→ **TEXTABSCHNITT**:
* * * * * * *
Montag, 23. Oktober 2023

Wahlrecht des maßgeblichen Datums für die Vorfälligkeitsentschädigung

Carsten Sieper, Fachanwalt für Bank- und Kapitalmarktrecht, Thümmel, Schütze & Partner, Frankfurt a. M.

 

Im Rahmen von Streitigkeiten über die Zahlung einer Vorfälligkeitsentschädigung steht oftmals nicht nur die Berechtigung hierzu dem Grunde nach im Streit, sondern auch die konkrete Höhe der jeweiligen Entschädigung. Neben diversen Posten der Berechnung ist dabei immer wieder der Fokus auf das Datum der Schadensberechnung gerichtet. Gerade im Hinblick auf das im Jahr 2022 gestiegene Zinsniveau können hier selbst relativ kurze Zeiträume von wenigen Wochen oder Monaten eklatant andere Ergebnisse hervorbringen. 

So war es auch in einem Rechtsstreit beim LG Bonn der Fall, das nun mit Urteil vom 29.09.2023 – 2 U 43/23 – entschieden hat. Nachdem dort ein Anspruch auf Vorfälligkeitsentschädigung gem. § 502 Abs. 1 BGB dem Grunde nach bejaht wurde, war die Höhe noch fraglich. Denn dort berechnete die beklagte Bank die Vorfälligkeitsentschädigung zu einem Datum im Frühjahr 2022 nach Erhalt der Mitteilung der vorzeitigen Rückzahlung. Die tatsächliche Rückführung erfolgte jedoch über zwei Monate später. Eine Berechnung der Entschädigung auf Basis des tatsächlichen Rückführungsdatums hätte bei sonst unveränderten Parametern wegen des gestiegenen Zinsniveaus für die Wiederanlage zu einer Reduzierung der Entschädigung um mehr als 80 % geführt.
* * * * * * *
→ **VORLIEGENDE ANGABEN**:
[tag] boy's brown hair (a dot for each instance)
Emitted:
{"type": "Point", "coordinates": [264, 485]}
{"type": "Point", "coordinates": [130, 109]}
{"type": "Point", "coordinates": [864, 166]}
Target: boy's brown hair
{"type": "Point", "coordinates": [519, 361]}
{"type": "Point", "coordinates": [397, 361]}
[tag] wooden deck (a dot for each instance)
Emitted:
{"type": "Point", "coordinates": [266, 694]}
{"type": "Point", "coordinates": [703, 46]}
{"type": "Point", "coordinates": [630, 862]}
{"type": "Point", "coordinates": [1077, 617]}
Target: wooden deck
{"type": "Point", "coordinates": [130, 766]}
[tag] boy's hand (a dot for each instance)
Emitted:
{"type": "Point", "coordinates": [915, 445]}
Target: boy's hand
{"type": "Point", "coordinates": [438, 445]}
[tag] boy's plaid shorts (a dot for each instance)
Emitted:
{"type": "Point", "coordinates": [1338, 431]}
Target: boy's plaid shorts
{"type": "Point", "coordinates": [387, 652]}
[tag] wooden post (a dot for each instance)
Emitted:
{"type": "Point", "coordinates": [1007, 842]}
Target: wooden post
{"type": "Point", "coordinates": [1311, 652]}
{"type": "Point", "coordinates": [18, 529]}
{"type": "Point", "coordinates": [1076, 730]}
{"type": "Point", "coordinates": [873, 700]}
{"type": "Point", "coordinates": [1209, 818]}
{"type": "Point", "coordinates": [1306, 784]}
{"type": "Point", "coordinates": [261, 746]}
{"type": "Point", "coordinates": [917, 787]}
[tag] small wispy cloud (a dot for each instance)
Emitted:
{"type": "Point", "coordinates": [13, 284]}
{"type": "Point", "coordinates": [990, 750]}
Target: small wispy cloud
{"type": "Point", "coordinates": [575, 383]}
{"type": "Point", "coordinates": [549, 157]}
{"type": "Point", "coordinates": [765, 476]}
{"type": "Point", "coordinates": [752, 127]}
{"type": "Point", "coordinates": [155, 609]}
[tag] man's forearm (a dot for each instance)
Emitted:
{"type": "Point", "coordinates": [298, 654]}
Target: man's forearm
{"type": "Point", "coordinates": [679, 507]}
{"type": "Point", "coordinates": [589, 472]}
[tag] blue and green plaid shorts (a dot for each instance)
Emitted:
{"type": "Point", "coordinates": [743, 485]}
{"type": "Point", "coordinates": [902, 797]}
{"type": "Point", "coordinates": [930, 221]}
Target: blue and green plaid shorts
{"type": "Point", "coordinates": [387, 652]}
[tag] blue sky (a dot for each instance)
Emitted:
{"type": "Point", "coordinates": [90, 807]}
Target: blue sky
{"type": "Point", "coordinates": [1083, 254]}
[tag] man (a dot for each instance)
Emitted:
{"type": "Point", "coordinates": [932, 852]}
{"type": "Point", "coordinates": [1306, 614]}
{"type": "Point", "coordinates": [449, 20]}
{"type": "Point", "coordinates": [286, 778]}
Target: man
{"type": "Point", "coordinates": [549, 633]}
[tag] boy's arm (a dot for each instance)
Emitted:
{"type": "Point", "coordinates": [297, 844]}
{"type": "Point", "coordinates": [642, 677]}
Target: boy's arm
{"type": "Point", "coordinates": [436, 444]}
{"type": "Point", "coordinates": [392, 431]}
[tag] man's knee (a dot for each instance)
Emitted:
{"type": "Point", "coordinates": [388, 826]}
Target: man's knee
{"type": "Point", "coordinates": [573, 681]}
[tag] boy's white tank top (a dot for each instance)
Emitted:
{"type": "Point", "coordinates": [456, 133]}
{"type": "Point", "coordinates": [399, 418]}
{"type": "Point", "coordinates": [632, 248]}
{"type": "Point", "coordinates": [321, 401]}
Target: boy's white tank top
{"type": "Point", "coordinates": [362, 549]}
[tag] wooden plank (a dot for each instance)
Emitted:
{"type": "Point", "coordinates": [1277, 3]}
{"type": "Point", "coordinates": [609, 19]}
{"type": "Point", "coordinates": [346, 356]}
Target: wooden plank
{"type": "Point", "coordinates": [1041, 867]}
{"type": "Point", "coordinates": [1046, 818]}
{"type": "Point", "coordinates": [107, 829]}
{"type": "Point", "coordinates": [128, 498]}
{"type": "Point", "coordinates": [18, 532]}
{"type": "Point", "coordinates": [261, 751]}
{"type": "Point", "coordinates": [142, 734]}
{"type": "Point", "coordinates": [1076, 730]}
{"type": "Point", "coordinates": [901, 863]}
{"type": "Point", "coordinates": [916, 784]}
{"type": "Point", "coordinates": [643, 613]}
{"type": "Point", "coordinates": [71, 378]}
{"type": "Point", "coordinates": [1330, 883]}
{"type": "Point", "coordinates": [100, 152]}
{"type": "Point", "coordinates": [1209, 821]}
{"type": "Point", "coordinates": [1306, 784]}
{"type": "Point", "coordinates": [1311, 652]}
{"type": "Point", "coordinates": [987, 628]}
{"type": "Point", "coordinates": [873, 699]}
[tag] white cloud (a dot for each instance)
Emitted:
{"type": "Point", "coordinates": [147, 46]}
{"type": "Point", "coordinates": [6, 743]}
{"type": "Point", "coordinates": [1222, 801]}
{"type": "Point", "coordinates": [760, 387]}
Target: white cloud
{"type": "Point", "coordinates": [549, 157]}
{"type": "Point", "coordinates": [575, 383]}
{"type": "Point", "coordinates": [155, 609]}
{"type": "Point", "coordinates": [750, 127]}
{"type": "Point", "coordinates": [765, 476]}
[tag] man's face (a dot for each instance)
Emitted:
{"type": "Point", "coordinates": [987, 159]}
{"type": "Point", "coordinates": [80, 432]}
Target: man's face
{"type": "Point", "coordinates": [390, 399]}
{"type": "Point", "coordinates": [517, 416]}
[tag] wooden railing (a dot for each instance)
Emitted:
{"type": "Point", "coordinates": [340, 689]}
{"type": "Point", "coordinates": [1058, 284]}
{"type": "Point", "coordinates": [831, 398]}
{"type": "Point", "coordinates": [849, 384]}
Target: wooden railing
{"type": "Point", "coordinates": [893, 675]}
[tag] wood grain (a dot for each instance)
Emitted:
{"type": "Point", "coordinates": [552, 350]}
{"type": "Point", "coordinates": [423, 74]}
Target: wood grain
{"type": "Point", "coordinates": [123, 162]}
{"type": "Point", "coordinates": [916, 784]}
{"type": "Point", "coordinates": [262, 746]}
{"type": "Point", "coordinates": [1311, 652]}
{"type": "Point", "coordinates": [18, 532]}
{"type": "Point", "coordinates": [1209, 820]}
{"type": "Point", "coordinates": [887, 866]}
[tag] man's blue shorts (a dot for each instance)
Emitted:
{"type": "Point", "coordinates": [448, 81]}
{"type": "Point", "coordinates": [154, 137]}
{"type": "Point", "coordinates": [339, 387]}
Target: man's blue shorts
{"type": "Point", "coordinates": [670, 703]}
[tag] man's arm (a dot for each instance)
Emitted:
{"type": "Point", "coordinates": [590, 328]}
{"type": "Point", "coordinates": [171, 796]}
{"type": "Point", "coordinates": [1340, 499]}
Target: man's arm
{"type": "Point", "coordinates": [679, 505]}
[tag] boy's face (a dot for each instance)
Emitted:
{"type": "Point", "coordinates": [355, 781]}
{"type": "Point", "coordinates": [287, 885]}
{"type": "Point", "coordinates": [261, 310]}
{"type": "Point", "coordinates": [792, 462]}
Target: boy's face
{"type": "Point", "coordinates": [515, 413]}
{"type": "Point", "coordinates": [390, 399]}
* * * * * * *
→ **AUFGABENSTELLUNG**:
[A] Um wie viel hätte sich laut dem Text zur Vorfälligkeitsentschädigung die Entschädigung verringert, wenn sie auf Basis des tatsächlichen Rückführungsdatums berechnet worden wäre?
[B] Gib aus dem Text zur Vorfälligkeitsentschädigung die Stelle von „Wahlrecht des maßgeblichen“ bis einschließlich „andere Ergebnisse hervorbringen.“ wortgetreu wieder.

→ **LÖSUNGEN**:
[A] Um mehr als 80 %.

[B]
Wahlrecht des maßgeblichen Datums für die Vorfälligkeitsentschädigung

Carsten Sieper, Fachanwalt für Bank- und Kapitalmarktrecht, Thümmel, Schütze & Partner, Frankfurt a. M.

 

Im Rahmen von Streitigkeiten über die Zahlung einer Vorfälligkeitsentschädigung steht oftmals nicht nur die Berechtigung hierzu dem Grunde nach im Streit, sondern auch die konkrete Höhe der jeweiligen Entschädigung. Neben diversen Posten der Berechnung ist dabei immer wieder der Fokus auf das Datum der Schadensberechnung gerichtet. Gerade im Hinblick auf das im Jahr 2022 gestiegene Zinsniveau können hier selbst relativ kurze Zeiträume von wenigen Wochen oder Monaten eklatant andere Ergebnisse hervorbringen.